_INSTRUCTIONS FOR THE TASK:_ Produce an exact copy of all the data below, dropping every image.

[Coordinate annotation entries]

Begin

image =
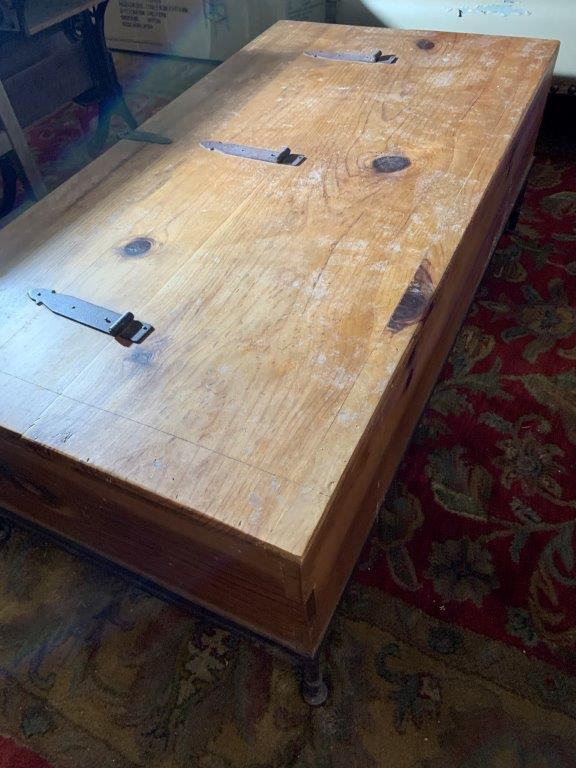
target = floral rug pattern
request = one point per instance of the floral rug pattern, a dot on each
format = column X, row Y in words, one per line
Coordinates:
column 454, row 646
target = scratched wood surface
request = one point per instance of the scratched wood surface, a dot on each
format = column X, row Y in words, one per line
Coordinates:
column 302, row 313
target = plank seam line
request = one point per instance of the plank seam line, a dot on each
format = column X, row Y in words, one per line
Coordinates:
column 60, row 395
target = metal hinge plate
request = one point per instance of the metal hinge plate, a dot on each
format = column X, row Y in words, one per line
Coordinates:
column 372, row 57
column 123, row 326
column 279, row 157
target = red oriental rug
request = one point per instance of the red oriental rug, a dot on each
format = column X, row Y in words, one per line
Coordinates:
column 455, row 643
column 479, row 529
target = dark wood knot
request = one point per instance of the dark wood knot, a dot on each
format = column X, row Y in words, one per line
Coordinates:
column 138, row 247
column 390, row 163
column 416, row 301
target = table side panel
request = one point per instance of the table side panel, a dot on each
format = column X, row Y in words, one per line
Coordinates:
column 340, row 537
column 202, row 562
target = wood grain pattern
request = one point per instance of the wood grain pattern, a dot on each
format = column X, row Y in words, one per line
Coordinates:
column 302, row 313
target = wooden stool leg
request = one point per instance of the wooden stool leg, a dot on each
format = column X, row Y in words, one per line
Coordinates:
column 111, row 99
column 18, row 140
column 9, row 181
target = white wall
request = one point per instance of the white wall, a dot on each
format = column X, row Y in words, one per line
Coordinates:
column 555, row 19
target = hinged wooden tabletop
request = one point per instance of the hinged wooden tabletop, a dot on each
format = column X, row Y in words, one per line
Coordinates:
column 301, row 312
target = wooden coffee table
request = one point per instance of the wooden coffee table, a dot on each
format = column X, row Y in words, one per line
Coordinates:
column 238, row 454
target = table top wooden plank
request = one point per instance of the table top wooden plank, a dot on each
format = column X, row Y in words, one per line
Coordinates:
column 271, row 288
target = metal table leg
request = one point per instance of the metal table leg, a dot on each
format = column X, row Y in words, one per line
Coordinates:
column 314, row 688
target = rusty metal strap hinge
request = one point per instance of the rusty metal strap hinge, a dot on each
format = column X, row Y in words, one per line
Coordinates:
column 123, row 326
column 372, row 57
column 279, row 157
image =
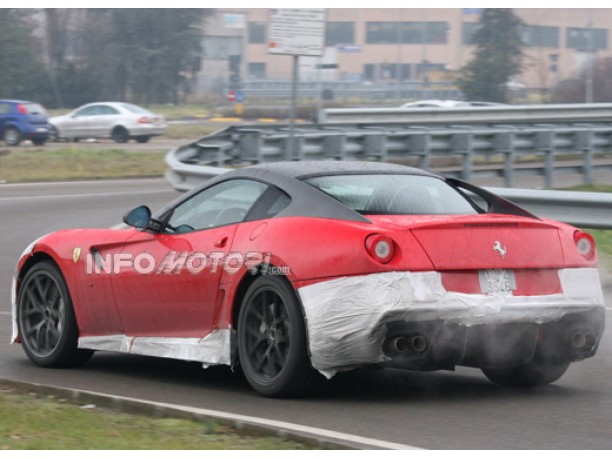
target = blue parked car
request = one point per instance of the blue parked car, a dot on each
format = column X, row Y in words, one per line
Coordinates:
column 23, row 120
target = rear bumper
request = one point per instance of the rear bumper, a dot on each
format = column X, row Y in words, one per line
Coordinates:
column 352, row 320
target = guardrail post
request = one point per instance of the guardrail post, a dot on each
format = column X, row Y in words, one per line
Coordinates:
column 334, row 146
column 462, row 144
column 583, row 142
column 545, row 142
column 249, row 146
column 504, row 144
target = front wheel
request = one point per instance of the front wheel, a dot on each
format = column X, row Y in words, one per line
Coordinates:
column 45, row 318
column 272, row 340
column 535, row 373
column 12, row 136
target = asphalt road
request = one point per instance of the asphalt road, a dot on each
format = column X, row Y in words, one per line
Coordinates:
column 440, row 410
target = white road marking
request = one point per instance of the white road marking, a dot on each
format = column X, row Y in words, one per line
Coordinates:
column 239, row 419
column 79, row 182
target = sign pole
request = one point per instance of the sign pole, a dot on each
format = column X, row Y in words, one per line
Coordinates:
column 297, row 32
column 292, row 149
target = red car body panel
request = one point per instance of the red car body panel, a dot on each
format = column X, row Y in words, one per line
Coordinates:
column 436, row 267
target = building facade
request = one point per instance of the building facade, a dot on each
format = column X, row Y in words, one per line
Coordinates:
column 401, row 44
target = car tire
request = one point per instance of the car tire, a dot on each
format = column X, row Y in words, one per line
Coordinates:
column 535, row 373
column 46, row 323
column 12, row 136
column 120, row 134
column 272, row 340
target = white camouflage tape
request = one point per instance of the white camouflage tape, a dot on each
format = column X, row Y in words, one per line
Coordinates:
column 213, row 349
column 344, row 316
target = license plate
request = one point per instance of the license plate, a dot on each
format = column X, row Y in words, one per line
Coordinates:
column 494, row 281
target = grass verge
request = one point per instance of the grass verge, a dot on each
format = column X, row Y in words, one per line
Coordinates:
column 35, row 422
column 71, row 163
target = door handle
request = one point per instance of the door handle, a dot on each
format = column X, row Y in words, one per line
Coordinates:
column 221, row 242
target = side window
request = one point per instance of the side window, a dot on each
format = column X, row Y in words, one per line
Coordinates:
column 107, row 110
column 87, row 111
column 222, row 204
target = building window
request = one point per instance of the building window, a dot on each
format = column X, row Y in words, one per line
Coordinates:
column 257, row 32
column 587, row 39
column 540, row 36
column 468, row 29
column 409, row 33
column 257, row 70
column 424, row 68
column 220, row 47
column 369, row 72
column 339, row 33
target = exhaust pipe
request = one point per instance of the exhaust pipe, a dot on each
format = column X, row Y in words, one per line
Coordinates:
column 400, row 344
column 418, row 343
column 403, row 344
column 578, row 340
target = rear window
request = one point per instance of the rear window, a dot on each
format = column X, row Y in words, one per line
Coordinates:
column 394, row 194
column 136, row 109
column 34, row 109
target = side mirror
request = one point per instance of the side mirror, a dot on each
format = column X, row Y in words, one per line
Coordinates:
column 139, row 217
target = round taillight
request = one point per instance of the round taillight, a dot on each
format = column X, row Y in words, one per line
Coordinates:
column 584, row 244
column 380, row 247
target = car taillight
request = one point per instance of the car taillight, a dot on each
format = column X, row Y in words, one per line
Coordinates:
column 585, row 244
column 380, row 247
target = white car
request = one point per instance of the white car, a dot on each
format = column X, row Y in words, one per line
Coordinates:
column 118, row 120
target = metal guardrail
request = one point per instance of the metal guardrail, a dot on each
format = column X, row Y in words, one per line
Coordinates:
column 515, row 114
column 505, row 151
column 582, row 209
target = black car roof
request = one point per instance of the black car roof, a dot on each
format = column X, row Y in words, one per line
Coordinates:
column 306, row 200
column 303, row 169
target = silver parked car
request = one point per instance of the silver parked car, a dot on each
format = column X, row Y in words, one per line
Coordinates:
column 118, row 120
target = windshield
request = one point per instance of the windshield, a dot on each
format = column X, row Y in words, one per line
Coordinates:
column 394, row 194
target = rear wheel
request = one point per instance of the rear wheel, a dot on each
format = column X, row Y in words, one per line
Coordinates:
column 12, row 136
column 47, row 327
column 272, row 340
column 535, row 373
column 120, row 134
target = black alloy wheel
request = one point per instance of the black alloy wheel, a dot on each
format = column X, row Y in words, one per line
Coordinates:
column 46, row 324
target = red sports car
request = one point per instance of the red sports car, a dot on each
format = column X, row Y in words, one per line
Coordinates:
column 297, row 269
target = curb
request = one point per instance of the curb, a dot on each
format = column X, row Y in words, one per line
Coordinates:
column 313, row 437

End

_RESULT OF THE EXERCISE:_
image =
target = floral rug pattern
request = one point per instance of the floral rug pattern, a dot on each
format = column X, row Y in words, one per line
Coordinates:
column 454, row 646
target = scratched wood surface
request = one point per instance of the scratched wood surface, a dot on each
format = column X, row Y in words, one per line
Coordinates:
column 302, row 313
target = plank seam line
request = one point per instance of the plank seam line, a dot on each
format = column X, row Y in words, one per line
Coordinates:
column 60, row 395
target = metal hinge plate
request = one point per instance of the metal hinge plate, a dot on each
format = column X, row Y in words, one per line
Coordinates:
column 372, row 57
column 123, row 326
column 279, row 157
target = red oriental rug
request = one point per instance of the red oriental rug, a dot on each
format = column X, row Y in words, one per line
Coordinates:
column 455, row 643
column 479, row 529
target = dark wood knot
request = one point per instance of the dark wood knot, a dot on each
format = column X, row Y in words, one per line
Coordinates:
column 138, row 247
column 390, row 163
column 416, row 301
target = table side panel
request = one point per instance of the table side panel, a dot on each
format = column X, row Y in words, one per line
Coordinates:
column 340, row 537
column 202, row 562
target = wood grain pattern
request = one point per instance of the wood grain pattern, a dot on each
format = column X, row Y in words, one per line
Coordinates:
column 302, row 313
target = wooden stool leg
request = one point per instance of the wooden stool leg, a dot on each
format = column X, row Y in words, one per line
Coordinates:
column 111, row 99
column 18, row 140
column 9, row 181
target = white wall
request = one point per instance of the white wall, a dot on each
format = column X, row Y in words, one per line
Coordinates:
column 555, row 19
target = hinged wooden tabletop
request = one point per instance of the hinged wooden tabletop, a dot on each
format = column X, row Y in words, one per line
Coordinates:
column 301, row 312
target = wooden coffee table
request = one point per instance of the wooden coffee table, a dot on each
format = column X, row Y in words, one per line
Coordinates:
column 238, row 454
target = table top wooden plank
request = one point per instance of the table top wooden plank, a dot on each
format = column X, row Y in words, one per line
Coordinates:
column 271, row 288
target = metal table leg
request = one point per instance of the metal table leg, a dot on each
format = column X, row Y in words, one per line
Coordinates:
column 314, row 688
target = rusty metal strap hinge
request = one point per instance of the rusty metal strap hinge, a dot on each
format = column X, row Y in words, one per line
Coordinates:
column 123, row 326
column 372, row 57
column 279, row 157
image =
target = blue parked car
request = one point per instance of the blue parked car, a dot on each
format = column X, row Y in words, one per line
Coordinates:
column 23, row 120
target = rear bumper
request = one point per instance of the rear bumper, a dot on each
format = column X, row Y in words, one per line
Coordinates:
column 352, row 320
target = guardrail post
request = one point per instance of the guardrail post, a dot on each
format = column X, row Y in words, one per line
Coordinates:
column 334, row 146
column 462, row 144
column 583, row 142
column 545, row 142
column 249, row 146
column 504, row 144
target = front wheel
request = one point per instance of the front wheel, a dot on each
format = column X, row Y in words, one per line
Coordinates:
column 45, row 318
column 272, row 340
column 535, row 373
column 12, row 136
target = asphalt road
request = one point per instance of the asphalt road, a dot on each
format = column X, row Y in words, one per line
Coordinates:
column 440, row 410
target = white road marking
request = one point per instance of the white road marking, a dot on each
format = column X, row Y in words, one per line
Coordinates:
column 239, row 419
column 79, row 182
target = sign pole
request = one point per instance of the sign pole, a dot on each
format = column X, row Y in words, one per line
Coordinates:
column 297, row 32
column 292, row 149
target = red car body panel
request = one point per instance of the red car body panel, a dot on each
format = column X, row Y in words, one per line
Coordinates:
column 436, row 267
target = building facade
request = one point per instance of the building facade, a dot on each
format = column X, row Y in words, one per line
Coordinates:
column 401, row 44
target = car tire
request = one point per instance of the car tire, a dot on each
format = column X, row Y in words, one per line
Coordinates:
column 535, row 373
column 46, row 323
column 12, row 136
column 120, row 134
column 272, row 340
target = white camouflage tape
request = one point per instance of the white camouflage tape, a dot on each
format = column X, row Y in words, one per line
Coordinates:
column 213, row 349
column 344, row 316
target = license plate
request = one point per instance of the license plate, a dot on each
format = column X, row Y in words, one per line
Coordinates:
column 494, row 281
target = grass verge
request = one point per instance of the grass verge, a dot on each
format = column X, row Y in words, one per line
Coordinates:
column 35, row 422
column 71, row 163
target = door handle
request = one point per instance of the door handle, a dot on each
format = column X, row Y in words, one per line
Coordinates:
column 221, row 242
target = side window
request = one point per instance of the side window, a dot on each
format = column X, row Y in words, one per line
Coordinates:
column 107, row 110
column 87, row 111
column 222, row 204
target = building window
request = one point per instance of the building window, a dot on each
format = column X, row Y in words, one per line
Coordinates:
column 257, row 32
column 587, row 39
column 540, row 36
column 468, row 29
column 409, row 33
column 257, row 70
column 424, row 68
column 220, row 47
column 369, row 72
column 339, row 33
target = exhaust pipe
request = one point per instance of the exhaust pipe, a dot on each
format = column X, row Y in words, one per line
Coordinates:
column 400, row 344
column 418, row 343
column 403, row 344
column 578, row 340
target = rear window
request = one point per instance of the rear window, a dot on each
format = column X, row Y in words, one per line
Coordinates:
column 394, row 194
column 136, row 109
column 34, row 109
target = side mirror
request = one point per instance of the side mirror, a dot on each
format = column X, row Y in words, one per line
Coordinates:
column 139, row 217
target = round taillight
request = one point per instance of the round taillight, a dot on each
format = column X, row Y in words, one per line
Coordinates:
column 584, row 244
column 380, row 247
target = car taillight
request = one point per instance of the car taillight, a dot on each
format = column X, row Y in words, one per line
Coordinates:
column 585, row 244
column 380, row 247
target = white car
request = one point per instance of the white car, a dot on each
format = column X, row Y in words, one per line
Coordinates:
column 118, row 120
target = metal guardrail
request = one point per instance of the metal guardrail, a dot on each
format = column X, row Y in words, one per line
Coordinates:
column 515, row 114
column 505, row 151
column 582, row 209
target = black car roof
request = one point per instance of the black car roof, a dot on each
format = column X, row Y in words, one per line
Coordinates:
column 306, row 200
column 303, row 169
target = silver parked car
request = one point per instance of the silver parked car, a dot on each
format = column X, row Y in words, one per line
Coordinates:
column 118, row 120
target = windshield
request = one point per instance of the windshield, a dot on each
format = column X, row Y in words, one per line
Coordinates:
column 394, row 194
target = rear wheel
request = one point per instance of the rear wheel, a dot on each
format = column X, row Y in words, one per line
Coordinates:
column 12, row 136
column 47, row 327
column 272, row 340
column 535, row 373
column 120, row 134
target = black alloy wheel
request = one point per instance of the black alloy wheel, a dot on each
format = column X, row Y in words, one per line
Coordinates:
column 46, row 324
target = red sports car
request = one point per instance of the red sports car, a dot on each
format = column X, row Y in words, one per line
Coordinates:
column 297, row 269
target = curb
request = one point per instance of the curb, a dot on each
format = column X, row Y in words, one per line
Coordinates:
column 313, row 437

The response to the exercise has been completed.